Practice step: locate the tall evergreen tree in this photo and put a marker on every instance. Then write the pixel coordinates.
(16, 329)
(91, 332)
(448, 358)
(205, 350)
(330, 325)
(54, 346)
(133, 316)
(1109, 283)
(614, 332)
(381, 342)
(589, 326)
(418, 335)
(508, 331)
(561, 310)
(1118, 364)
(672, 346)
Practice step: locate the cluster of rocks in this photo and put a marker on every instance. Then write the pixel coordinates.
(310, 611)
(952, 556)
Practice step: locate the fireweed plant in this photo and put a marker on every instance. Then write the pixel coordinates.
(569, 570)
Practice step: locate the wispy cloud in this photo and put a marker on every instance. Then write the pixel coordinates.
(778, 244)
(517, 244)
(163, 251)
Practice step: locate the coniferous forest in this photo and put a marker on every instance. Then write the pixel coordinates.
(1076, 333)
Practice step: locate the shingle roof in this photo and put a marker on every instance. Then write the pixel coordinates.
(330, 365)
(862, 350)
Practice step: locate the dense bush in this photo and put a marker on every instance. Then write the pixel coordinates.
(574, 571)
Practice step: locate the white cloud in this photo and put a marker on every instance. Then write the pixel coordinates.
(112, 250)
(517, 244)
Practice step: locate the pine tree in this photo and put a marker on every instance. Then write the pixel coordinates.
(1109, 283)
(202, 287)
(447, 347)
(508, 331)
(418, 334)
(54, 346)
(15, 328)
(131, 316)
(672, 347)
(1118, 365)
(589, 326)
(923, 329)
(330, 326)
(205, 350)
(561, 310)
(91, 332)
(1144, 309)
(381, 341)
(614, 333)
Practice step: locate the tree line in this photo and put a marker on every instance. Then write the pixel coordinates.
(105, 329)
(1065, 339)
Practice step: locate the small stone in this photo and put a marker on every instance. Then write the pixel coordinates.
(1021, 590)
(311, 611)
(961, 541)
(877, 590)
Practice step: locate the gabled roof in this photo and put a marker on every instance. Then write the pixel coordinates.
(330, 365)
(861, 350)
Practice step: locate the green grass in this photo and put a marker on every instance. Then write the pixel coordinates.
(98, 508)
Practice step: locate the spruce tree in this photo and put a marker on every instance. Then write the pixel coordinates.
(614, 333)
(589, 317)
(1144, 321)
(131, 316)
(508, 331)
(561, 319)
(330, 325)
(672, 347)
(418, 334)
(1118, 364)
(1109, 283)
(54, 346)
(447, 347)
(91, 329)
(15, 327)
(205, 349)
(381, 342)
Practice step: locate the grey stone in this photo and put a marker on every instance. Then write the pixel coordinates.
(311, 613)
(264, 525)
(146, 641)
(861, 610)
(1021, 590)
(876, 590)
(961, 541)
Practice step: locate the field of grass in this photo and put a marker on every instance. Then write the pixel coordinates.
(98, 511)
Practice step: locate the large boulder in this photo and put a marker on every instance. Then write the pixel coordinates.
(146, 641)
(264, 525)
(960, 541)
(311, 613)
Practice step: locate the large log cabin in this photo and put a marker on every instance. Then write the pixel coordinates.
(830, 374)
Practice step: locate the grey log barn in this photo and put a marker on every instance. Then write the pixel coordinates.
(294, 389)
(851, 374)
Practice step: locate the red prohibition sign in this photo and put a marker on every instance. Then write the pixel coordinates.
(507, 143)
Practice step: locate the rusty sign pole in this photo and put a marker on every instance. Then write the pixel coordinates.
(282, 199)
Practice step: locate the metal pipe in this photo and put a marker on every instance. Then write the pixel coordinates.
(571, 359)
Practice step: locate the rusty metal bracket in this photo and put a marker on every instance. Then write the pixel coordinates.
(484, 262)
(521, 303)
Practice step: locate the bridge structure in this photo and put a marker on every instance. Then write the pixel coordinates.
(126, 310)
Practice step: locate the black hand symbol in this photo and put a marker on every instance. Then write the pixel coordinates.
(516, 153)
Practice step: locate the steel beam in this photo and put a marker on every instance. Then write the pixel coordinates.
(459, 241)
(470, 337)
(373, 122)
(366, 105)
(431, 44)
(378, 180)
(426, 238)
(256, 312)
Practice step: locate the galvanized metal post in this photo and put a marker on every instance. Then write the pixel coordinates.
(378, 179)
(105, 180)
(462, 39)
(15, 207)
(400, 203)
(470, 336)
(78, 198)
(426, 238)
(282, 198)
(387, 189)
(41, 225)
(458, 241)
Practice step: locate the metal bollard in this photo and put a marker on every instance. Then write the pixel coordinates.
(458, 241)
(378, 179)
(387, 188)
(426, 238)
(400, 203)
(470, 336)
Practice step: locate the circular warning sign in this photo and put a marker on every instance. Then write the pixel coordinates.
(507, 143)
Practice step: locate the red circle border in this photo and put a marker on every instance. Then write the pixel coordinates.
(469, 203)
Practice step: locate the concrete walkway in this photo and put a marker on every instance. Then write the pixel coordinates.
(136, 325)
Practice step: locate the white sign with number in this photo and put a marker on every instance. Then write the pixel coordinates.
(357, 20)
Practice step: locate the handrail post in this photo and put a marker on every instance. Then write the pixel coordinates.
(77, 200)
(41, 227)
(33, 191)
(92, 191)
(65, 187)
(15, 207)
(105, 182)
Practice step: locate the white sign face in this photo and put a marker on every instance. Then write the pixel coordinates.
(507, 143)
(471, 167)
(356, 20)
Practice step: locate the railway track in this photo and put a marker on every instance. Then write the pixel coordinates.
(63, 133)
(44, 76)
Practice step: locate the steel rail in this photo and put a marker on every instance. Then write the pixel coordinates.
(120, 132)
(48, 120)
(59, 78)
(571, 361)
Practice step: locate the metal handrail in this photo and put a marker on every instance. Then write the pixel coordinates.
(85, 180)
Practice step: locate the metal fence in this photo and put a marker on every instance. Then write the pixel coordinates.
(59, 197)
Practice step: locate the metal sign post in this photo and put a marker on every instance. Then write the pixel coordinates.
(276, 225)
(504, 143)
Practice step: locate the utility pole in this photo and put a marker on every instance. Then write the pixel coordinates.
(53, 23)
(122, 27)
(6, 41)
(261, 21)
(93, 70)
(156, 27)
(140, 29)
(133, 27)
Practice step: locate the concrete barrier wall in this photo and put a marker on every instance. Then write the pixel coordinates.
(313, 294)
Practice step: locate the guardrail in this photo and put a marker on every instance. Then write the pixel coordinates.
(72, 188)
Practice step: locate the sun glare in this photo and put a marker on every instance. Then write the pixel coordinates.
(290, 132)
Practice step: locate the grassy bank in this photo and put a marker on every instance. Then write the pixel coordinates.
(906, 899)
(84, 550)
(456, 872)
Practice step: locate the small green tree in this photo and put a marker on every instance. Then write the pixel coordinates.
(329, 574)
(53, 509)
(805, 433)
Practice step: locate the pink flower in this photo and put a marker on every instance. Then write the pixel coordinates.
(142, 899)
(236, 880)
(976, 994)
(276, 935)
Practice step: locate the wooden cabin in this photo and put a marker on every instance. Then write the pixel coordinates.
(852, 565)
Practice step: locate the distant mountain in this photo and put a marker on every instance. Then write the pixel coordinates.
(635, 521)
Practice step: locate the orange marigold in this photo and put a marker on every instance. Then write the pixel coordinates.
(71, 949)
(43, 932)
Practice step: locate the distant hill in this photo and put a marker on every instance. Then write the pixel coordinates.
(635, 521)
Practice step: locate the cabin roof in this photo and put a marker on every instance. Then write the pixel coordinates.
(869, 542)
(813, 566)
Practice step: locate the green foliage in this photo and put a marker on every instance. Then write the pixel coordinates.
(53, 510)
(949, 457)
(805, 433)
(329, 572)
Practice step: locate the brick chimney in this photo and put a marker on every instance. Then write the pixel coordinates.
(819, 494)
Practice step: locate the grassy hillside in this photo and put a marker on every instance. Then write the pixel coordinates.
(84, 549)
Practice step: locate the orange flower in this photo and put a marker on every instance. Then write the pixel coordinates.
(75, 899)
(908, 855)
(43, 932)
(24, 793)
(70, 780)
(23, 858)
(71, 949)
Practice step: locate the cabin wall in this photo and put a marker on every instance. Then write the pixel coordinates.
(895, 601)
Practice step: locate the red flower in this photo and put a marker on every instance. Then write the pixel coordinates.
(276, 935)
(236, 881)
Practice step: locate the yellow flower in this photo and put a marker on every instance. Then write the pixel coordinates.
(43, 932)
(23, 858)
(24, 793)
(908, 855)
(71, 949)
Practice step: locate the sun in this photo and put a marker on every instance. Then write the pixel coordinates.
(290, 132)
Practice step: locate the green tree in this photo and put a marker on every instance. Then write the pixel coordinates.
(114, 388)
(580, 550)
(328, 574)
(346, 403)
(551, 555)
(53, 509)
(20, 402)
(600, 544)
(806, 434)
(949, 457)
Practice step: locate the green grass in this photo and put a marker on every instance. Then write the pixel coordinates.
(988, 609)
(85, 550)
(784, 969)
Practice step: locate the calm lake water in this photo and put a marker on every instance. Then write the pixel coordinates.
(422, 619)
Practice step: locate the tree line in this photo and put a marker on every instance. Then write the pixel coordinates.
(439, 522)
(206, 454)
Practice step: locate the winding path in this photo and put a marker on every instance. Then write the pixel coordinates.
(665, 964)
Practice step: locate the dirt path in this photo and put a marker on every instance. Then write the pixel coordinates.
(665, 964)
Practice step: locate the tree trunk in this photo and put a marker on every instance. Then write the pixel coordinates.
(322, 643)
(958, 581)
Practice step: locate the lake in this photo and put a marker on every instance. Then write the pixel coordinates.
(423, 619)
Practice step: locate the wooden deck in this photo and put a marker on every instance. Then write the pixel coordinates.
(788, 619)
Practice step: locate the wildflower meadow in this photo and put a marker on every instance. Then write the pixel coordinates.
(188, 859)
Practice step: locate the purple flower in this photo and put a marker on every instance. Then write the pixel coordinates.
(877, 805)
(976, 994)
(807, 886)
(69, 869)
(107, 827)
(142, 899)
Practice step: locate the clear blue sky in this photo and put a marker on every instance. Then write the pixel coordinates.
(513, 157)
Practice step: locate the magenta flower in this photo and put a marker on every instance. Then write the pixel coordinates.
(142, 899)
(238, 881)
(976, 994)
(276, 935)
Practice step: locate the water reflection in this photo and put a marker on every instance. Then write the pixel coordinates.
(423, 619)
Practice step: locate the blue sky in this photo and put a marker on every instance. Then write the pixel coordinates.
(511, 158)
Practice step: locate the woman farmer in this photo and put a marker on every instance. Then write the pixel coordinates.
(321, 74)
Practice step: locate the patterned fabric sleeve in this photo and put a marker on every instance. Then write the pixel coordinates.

··········

■ **Goal of the exercise**: Set down, unchanged, the line that contains "Practice step: locate the purple" together with every later line in the records, through the last one.

■ **Solution for this problem**:
Practice step: locate the purple flower in this photo and put a marker on every instance. Then write the pixel coordinates.
(877, 805)
(976, 994)
(807, 886)
(69, 869)
(107, 827)
(142, 899)
Practice step: locate the clear blue sky in this photo and put a marker on every instance. Then write the pixel coordinates.
(513, 157)
Practice step: locate the magenta flower in this photo and put a marker on every instance. Then write the pixel coordinates.
(142, 899)
(238, 881)
(976, 994)
(276, 935)
Practice step: locate the water reflection in this photo and put a marker on every instance. Then write the pixel coordinates.
(423, 619)
Practice step: locate the blue sky in this photo and put a marker on every instance. Then write the pixel coordinates.
(511, 158)
Practice step: locate the woman farmer in this photo and put a marker on every instance. Then write the pixel coordinates.
(321, 74)
Practice step: locate the patterned fabric sleeve in this photo and put a marker on every instance. Then write the pixel coordinates.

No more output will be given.